Set exercise. Swap "located" for "found" everywhere in the lines below, changing nothing else, and leave the pictures out of your answer.

Provided records.

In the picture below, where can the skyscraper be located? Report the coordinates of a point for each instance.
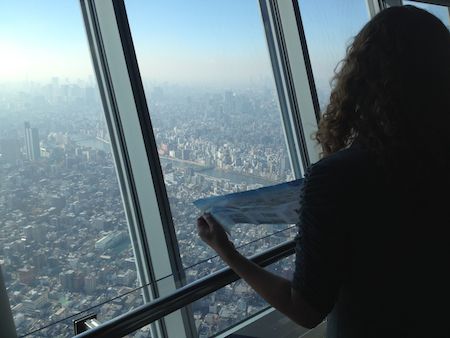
(32, 142)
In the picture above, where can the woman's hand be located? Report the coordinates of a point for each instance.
(213, 234)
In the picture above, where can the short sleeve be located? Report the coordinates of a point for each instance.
(320, 244)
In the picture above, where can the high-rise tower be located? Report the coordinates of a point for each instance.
(32, 142)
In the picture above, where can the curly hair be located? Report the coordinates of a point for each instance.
(391, 92)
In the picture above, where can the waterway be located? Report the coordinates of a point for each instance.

Reply to the exercise.
In the picture below, where can the skyscraper be found? Report the coordinates of a point for each instance.
(32, 142)
In the picture above, where can the woman's hand be found? Report the coordinates of a point for each instance.
(213, 234)
In the picture above, where can the short sleeve be found? Report the coordinates of a point for each instance.
(320, 244)
In the picture above, where can the high-rise tower be found? Report the coordinates of a point for each instance.
(32, 142)
In the picture above, where can the curly hair be found? Report the coordinates of a point for each instance.
(391, 92)
In the picture above, where can the waterway be found? Report the coordinates of a point for each instance.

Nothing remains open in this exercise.